- **DIRECTIVES**:
1/ From the blog post about obsolescence, extract the stretch from "Shucks, as they" through "paragraphs? Yes. Heh!".
2/ In the blog post about obsolescence, what has the writer been using since the old PC died?
3/ Carry on the blog post about obsolescence, picking up right after its last sentence.

- **TEXT TO READ**:
▬▬▬▬▬▬▬▬▬▬
Tuesday 5 July 2011

Obsolescence

It seems I'm sliding unwillingly towards technological impotence. Since the demise of my old PC, I've been using an Eee PC, and not a new one. Part of the schtick of the design is that one can't add on bells and whistles, nor upgrade the existing bits and bobs. Some time ago Facebook upgraded their systems, and since then I've not been able to reply to friends' status updates. I notice more and more that people are using more modern versions of video programmes, which I can't watch. Today that change or some relation of it has come to Youtube. I was midway through watching some '70s adaptation of an Agatha Christie story when I discovered that the next video was just a black block. No controls, no loading symbol, no possibilities. I closed and reloaded the page, tried a few other pages, went through some of my other links . . . nothing. I seem only to be able to watch Youtube videos when they're embedded. If I seem to have lost my senses and begun to embed dozens of videos on this site, you'll know why. Heh!

Shucks, as they say. Well, they don't say it often. How common a word is shucks? Is it common parlance in the playground? I doubt it. It's hard to believe it ever was. I bet it's as common as my response to spine-tingling danger: a tight-lipped "Jiminy Cricket!" as I narrowly avoid skiing over a precipitous drop or slam on the brakes when some fool decides not to check his mirror and jerks out from a queue of immobile cars into the lane in which I'm doing seventy. I saw some report in the 'paper the other day about the wonderful benefits of adrenaline and the joys of stressful situations. Will I establish a pattern for ending paragraphs? Yes. Heh!
▬▬▬▬▬▬▬▬▬▬
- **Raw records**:
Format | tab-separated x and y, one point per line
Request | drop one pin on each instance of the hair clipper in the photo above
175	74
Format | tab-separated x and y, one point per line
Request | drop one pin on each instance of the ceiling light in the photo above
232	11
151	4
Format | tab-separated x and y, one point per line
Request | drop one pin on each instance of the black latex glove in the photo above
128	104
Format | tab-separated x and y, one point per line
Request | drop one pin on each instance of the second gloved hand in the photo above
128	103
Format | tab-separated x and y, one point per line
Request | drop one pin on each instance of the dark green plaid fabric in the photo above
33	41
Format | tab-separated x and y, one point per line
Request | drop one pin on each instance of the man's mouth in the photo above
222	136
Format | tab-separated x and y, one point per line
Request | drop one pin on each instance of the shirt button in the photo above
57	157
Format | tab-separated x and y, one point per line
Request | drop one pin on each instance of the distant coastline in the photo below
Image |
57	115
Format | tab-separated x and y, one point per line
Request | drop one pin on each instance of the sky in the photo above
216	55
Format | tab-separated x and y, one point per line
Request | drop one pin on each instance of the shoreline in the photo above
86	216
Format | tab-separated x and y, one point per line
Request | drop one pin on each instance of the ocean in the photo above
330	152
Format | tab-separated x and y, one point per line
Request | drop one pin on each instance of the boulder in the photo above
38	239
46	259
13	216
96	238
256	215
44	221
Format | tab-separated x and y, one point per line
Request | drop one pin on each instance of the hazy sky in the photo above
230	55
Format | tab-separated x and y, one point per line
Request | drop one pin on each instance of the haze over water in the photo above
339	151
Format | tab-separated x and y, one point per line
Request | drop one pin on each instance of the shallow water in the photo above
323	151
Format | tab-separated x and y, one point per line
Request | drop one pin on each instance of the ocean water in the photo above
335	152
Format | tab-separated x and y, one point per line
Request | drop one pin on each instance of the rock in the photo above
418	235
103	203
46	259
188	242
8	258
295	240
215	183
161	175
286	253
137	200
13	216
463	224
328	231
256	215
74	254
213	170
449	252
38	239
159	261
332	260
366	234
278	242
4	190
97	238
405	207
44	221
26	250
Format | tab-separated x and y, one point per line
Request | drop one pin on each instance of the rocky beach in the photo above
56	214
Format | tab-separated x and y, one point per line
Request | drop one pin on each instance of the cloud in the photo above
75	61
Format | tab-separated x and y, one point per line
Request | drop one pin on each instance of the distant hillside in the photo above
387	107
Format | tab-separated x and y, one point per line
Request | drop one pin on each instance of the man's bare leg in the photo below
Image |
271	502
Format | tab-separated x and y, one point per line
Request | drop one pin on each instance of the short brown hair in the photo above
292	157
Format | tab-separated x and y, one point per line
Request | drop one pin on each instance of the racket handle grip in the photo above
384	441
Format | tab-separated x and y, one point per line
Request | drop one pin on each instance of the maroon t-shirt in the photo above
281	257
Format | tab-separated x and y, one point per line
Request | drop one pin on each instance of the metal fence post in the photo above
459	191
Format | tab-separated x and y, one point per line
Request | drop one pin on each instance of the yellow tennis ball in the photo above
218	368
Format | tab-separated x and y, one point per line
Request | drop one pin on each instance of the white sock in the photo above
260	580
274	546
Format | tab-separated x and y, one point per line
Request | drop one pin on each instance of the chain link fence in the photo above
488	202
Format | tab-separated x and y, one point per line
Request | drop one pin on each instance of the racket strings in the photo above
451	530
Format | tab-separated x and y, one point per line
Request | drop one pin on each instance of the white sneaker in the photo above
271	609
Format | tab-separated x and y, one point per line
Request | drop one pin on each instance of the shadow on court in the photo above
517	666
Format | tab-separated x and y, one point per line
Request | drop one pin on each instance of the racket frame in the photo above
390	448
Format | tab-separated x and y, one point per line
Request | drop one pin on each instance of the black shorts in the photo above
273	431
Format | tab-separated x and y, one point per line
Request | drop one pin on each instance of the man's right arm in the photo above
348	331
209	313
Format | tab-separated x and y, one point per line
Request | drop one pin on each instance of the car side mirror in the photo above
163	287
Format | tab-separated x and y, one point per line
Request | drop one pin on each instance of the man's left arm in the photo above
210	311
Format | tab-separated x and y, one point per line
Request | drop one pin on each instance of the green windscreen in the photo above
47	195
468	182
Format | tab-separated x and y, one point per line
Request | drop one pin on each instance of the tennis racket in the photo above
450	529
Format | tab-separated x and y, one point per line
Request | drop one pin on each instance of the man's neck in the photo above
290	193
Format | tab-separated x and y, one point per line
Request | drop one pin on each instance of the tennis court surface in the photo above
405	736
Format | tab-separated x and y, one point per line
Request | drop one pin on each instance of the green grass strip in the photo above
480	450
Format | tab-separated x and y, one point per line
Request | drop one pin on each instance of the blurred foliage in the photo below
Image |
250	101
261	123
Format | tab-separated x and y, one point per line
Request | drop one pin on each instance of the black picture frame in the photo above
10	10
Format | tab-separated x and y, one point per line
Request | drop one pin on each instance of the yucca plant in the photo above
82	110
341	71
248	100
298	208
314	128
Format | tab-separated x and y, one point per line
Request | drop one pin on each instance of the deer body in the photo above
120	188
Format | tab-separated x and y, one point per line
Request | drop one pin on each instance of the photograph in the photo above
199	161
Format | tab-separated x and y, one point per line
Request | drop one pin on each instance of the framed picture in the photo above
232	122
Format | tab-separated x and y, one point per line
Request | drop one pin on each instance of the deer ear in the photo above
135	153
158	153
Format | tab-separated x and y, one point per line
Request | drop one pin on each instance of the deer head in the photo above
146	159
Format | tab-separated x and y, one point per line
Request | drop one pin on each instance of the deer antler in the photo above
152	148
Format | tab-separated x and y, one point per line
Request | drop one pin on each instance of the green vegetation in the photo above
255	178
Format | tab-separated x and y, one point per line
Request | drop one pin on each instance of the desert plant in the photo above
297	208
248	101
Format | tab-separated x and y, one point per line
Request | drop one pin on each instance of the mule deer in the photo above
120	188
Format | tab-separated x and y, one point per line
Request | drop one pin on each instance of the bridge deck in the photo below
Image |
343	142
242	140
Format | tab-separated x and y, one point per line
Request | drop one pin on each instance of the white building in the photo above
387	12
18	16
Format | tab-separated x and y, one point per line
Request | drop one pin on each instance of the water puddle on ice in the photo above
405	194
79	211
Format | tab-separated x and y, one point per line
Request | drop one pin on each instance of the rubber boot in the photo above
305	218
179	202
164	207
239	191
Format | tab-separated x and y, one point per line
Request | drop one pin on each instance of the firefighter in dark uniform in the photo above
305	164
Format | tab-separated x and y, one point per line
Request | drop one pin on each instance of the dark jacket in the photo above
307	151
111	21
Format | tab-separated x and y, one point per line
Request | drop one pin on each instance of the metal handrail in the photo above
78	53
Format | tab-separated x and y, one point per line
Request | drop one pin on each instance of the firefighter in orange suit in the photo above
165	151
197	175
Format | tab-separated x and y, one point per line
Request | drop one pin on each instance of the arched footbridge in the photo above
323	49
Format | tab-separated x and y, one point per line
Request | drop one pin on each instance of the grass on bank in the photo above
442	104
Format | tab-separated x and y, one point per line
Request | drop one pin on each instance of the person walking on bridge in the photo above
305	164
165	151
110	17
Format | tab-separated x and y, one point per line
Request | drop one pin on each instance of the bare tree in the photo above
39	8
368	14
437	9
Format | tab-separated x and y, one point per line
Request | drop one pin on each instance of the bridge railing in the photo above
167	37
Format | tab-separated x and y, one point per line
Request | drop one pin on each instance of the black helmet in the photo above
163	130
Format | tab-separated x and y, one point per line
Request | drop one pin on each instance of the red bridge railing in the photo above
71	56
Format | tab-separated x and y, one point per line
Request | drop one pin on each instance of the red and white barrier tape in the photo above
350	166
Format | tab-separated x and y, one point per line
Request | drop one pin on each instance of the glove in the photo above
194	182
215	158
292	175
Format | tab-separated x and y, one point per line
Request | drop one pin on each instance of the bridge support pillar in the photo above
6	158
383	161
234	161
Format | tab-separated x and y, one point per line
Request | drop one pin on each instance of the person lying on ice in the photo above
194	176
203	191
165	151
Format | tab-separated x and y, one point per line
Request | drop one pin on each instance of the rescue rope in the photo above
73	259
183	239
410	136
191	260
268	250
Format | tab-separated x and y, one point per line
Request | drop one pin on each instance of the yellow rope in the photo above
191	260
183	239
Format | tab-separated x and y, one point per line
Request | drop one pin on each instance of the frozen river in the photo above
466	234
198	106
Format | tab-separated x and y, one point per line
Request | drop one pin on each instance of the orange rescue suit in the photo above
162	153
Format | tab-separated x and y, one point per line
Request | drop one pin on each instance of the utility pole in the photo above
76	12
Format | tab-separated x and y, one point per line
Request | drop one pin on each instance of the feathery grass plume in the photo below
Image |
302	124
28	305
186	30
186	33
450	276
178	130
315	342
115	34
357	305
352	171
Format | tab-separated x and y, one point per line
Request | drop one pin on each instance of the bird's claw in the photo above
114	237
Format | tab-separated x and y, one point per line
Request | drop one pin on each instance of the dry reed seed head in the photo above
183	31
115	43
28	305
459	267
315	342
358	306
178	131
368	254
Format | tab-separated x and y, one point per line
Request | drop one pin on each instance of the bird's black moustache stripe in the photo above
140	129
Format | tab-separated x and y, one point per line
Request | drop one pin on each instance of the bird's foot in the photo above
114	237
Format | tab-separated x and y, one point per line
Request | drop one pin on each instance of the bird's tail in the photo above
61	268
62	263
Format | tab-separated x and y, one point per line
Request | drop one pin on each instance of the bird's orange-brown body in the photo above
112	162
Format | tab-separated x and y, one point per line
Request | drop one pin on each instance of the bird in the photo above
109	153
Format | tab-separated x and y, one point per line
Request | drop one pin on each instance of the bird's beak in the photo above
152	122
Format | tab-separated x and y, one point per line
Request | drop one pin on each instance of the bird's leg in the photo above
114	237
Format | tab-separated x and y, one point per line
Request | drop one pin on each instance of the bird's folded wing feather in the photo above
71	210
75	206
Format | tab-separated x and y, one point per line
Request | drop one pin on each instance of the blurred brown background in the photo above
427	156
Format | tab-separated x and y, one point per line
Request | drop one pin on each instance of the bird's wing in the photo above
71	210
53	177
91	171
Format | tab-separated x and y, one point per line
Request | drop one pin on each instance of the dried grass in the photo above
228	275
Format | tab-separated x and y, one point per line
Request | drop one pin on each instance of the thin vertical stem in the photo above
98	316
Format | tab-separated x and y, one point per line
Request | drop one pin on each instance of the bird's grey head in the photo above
▬▬▬▬▬▬▬▬▬▬
- **FINAL RESULTS**:
1/
Shucks, as they say. Well, they don't say it often. How common a word is shucks? Is it common parlance in the playground? I doubt it. It's hard to believe it ever was. I bet it's as common as my response to spine-tingling danger: a tight-lipped "Jiminy Cricket!" as I narrowly avoid skiing over a precipitous drop or slam on the brakes when some fool decides not to check his mirror and jerks out from a queue of immobile cars into the lane in which I'm doing seventy. I saw some report in the 'paper the other day about the wonderful benefits of adrenaline and the joys of stressful situations. Will I establish a pattern for ending paragraphs? Yes. Heh!

2/ An Eee PC, and not a new one.

3/
On a brighter note, my superglue arrived this morning, so those Lego bulwarks from last time have been attached to the sides. Do note that I spent a few hours last night and this morning gluing rivets on. If you do, I shall be ever so grateful! Well, I'll be more grateful if you forbear to mention that I really should have got round to casting things from resin by this stage. For years I abhorred such novel technology, and now, when I'm ready to embrace it, I certainly can't afford such profligacy! Time for another? Say it with me, people: Heh!


You may have perceived and surmised that only the original has those 45-degree angled blocks on the front. I have yet to dig around in the box and root out another eight for the additional vehicles. To be honest, I have been a bit tardy for a pair or related reasons. Having been denied the distractions of Youtube, I have been waylaying my productive self by having a gander at the online text of Carnacki, The Ghost Finder by William Hope Hodgson at this site. He's something of a late Sherlock Holmes, but dealing with supernatural goings-on and he is far more prone to human emotion than my beloved Baker Street boffin. I do rather enjoy these turn-of-the-century spookinesses, ever since I learned of M. R. James' endeavours in the field. I've tested them on a few friends, but there's something of a problem, as they aren't scary any more. To reiterate my earlier opinion on the former ubiquity of "shucks", it's hard to credit that ever they were. Murderous demonic masses of hair don't frighten a modern audience accustomed to seeing black comedies with more frightful protagonists. The number of friends of mine frightened by the cinematic portrayal of Patrick Bateman, the eponymous protagonist of Brett Easton Ellis' American Psycho, is greater than the number of fingers on the Addams' Family's deftly dexterous friend.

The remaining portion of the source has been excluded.